# Reading text
Harley Quinn Reading Order

Harley Quinn is a rarity in the Comic Book World because she was created on TV by Paul Dini and Bruce Timm in Batman: The Animated Series, in 1992. She became a recurring character on the show and, because of her popularity, she made the transition to paper, joining the Batman comic book canon seven years later.

Here was her story at the beginning, as told in the Mad Love comics: When she was only seven years old, Harleen Quinzel witnessed her father being beaten up by thugs, and then arrested by the police. That night she ran away to the safest place she could think of: Coney Island amusement park. But there, pursued into the Funhouse by the men who brutalized her father, she beheld unimaginable horrors. Years later, Harleen has put her past behind her and used her intelligence and ambition to escape her childhood of poverty with a career in psychiatry. Assigned to her first position at Arkham Hospital, she will discover, deep in the asylum, something dangerous and alluring, something quite unlike anything else she has ever known before: The Joker.

# Recorded data

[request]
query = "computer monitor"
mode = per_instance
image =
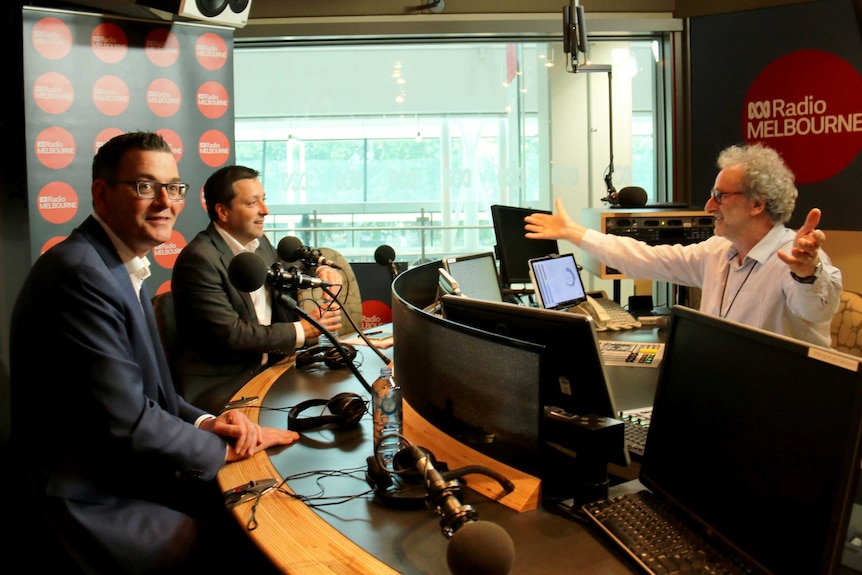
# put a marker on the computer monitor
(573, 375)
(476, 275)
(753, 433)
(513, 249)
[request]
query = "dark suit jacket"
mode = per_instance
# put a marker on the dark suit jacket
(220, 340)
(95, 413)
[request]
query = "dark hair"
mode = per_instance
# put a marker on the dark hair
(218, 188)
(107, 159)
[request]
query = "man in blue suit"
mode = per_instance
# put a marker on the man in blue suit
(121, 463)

--

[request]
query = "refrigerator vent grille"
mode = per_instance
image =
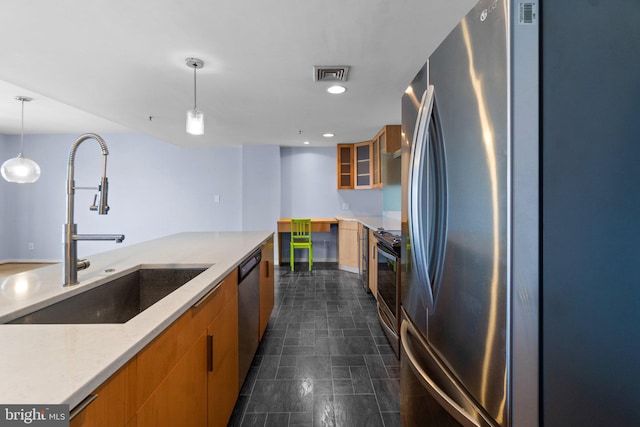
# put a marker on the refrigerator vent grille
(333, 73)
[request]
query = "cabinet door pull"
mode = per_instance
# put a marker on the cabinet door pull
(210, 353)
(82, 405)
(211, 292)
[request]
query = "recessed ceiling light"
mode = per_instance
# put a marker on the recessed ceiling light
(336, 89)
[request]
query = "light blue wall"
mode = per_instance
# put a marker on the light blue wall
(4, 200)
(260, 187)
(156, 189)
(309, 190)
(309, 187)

* * *

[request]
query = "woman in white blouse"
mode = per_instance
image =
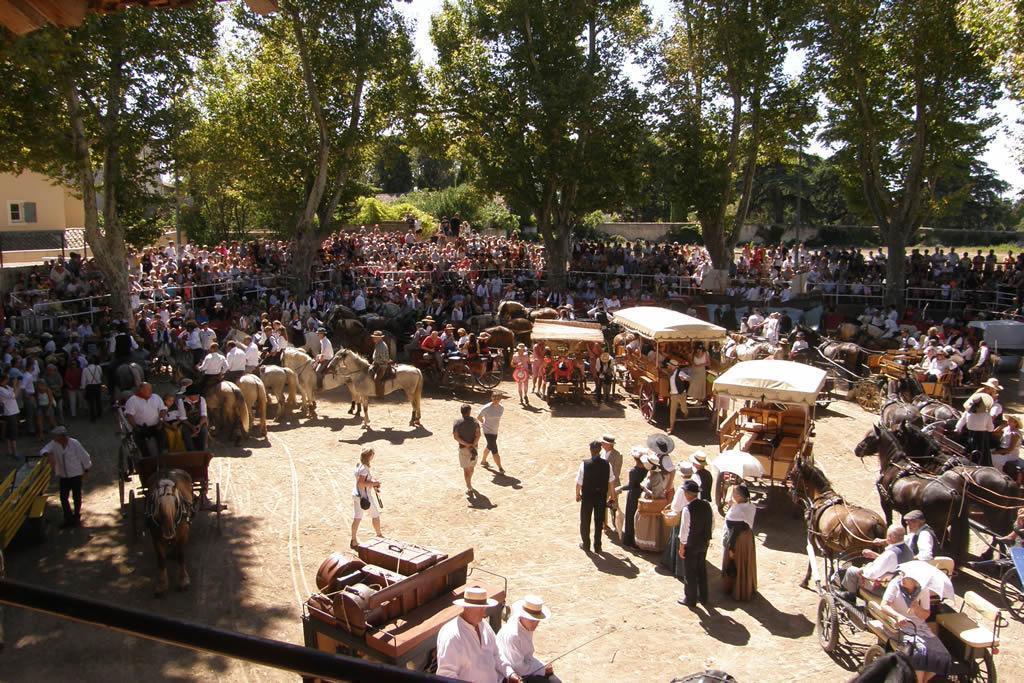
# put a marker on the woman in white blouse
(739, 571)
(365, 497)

# Exercise brief
Continue the Harley Quinn reading-order text from the top, starting right after the sentence that ends with "The Joker."

# Answer box
She became Harley Quinn and, after having been injected with a special formula by Poison Ivy, she got new abilities, such as immunity to toxins and enhanced strength and agility. She left Joker behind and became a solo criminal. It was not a hit at first, but Harley came back a few years after the end of her first solo series to team up with Catwoman and Poison Ivy (forming the Gotham City Sirens).

Harley was a criminal, then an anti-heroine. Her backstory was refined, as her relationship with Poison Ivy. She became quite popular on paper (especially during the 2010s), and later on the big screen too.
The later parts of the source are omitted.